Composition flowing through the conduit 62 passes through the spinner 66. The spinner 66 imparts a tangential rotation to the composition before the composition reaches the nozzle 30. The spinner 66 is inserted into the nozzle 30, up to the shoulder of the spinner 66. The spinner 66 and nozzle 30 are stationary. The spinner 66 may comprise a constant diameter pin with two longitudinal grooves disposed 180 degrees out on the downstream half of the axial length. The grooves terminate in a swirl chamber. The swirl chamber is disposed on the face of the spinner 66.

The spinner 66 may have two longitudinally opposed ends, an upstream end into which the aforementioned bent conduit 62 is fitted and a downstream end which fits into the nozzle 30. The spinner 66 may have a length of about 11 mm and a stepped diameter of about 4-5 mm. The spinner 66 may have two longitudinally oriented slots equally circumferentially spaced around the downstream portion thereof.

Upon exiting the spinner 66 the composition passes through the nozzle 30 for dispensing into the atmosphere or onto a target surface. The nozzle 30 may have a diameter of about 0.5 millimeters (“mm”) to about 6 mm, and may be radiused on the outside face. The composition is dispensed from the nozzle 30 in a predetermined spray pattern, which may vary according with the stroke speed, stroke length, etc. of the trigger 28 operation. Optionally, provision may be made for adjusting the spray pattern.

The entire pump assembly 53 may be encased in the housing 70. There may be no direct opening from the pump assembly 53 to the outside of the housing 70, except for the nozzle 30.

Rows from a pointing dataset
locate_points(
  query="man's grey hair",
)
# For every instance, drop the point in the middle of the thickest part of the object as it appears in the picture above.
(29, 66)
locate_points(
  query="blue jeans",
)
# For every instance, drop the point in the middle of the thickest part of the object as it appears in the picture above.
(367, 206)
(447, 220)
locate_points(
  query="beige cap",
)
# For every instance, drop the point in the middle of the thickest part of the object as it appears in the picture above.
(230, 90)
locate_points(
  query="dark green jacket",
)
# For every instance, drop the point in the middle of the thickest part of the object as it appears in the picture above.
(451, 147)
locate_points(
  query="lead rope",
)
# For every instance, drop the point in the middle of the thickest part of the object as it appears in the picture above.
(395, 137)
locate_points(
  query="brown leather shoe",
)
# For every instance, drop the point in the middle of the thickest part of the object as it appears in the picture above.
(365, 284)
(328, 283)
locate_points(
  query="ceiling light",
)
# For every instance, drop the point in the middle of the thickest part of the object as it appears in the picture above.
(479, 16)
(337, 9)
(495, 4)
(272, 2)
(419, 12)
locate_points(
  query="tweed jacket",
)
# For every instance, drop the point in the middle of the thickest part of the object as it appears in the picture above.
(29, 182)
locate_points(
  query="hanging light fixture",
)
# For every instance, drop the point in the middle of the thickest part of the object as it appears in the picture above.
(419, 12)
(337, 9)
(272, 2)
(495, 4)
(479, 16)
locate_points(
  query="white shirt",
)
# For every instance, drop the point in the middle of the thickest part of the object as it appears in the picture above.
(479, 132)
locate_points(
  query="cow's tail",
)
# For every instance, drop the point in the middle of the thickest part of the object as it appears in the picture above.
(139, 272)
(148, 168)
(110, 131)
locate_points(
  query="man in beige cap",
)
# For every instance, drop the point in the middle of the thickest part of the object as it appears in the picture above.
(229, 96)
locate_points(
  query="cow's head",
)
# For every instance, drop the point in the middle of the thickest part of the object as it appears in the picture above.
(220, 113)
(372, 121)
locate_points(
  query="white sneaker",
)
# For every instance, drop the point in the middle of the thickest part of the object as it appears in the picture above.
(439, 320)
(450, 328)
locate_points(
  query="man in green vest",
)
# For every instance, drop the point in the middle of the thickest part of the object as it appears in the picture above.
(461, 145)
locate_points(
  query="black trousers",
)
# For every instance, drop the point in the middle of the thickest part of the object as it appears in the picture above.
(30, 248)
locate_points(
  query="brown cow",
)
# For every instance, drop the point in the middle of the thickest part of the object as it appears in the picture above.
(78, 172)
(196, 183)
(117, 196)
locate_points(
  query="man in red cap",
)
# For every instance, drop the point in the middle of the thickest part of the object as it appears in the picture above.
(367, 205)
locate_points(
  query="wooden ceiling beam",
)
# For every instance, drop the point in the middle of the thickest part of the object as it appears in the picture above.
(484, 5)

# Given task:
Copy the spray nozzle text word for word, from start to end. Work only from the spray nozzle text for these.

# Solution for this exercise:
Composition flowing through the conduit 62 passes through the spinner 66. The spinner 66 imparts a tangential rotation to the composition before the composition reaches the nozzle 30. The spinner 66 is inserted into the nozzle 30, up to the shoulder of the spinner 66. The spinner 66 and nozzle 30 are stationary. The spinner 66 may comprise a constant diameter pin with two longitudinal grooves disposed 180 degrees out on the downstream half of the axial length. The grooves terminate in a swirl chamber. The swirl chamber is disposed on the face of the spinner 66.

The spinner 66 may have two longitudinally opposed ends, an upstream end into which the aforementioned bent conduit 62 is fitted and a downstream end which fits into the nozzle 30. The spinner 66 may have a length of about 11 mm and a stepped diameter of about 4-5 mm. The spinner 66 may have two longitudinally oriented slots equally circumferentially spaced around the downstream portion thereof.

Upon exiting the spinner 66 the composition passes through the nozzle 30 for dispensing into the atmosphere or onto a target surface. The nozzle 30 may have a diameter of about 0.5 millimeters (“mm”) to about 6 mm, and may be radiused on the outside face. The composition is dispensed from the nozzle 30 in a predetermined spray pattern, which may vary according with the stroke speed, stroke length, etc. of the trigger 28 operation. Optionally, provision may be made for adjusting the spray pattern.

The entire pump assembly 53 may be encased in the housing 70. There may be no direct opening from the pump assembly 53 to the outside of the housing 70, except for the nozzle 30.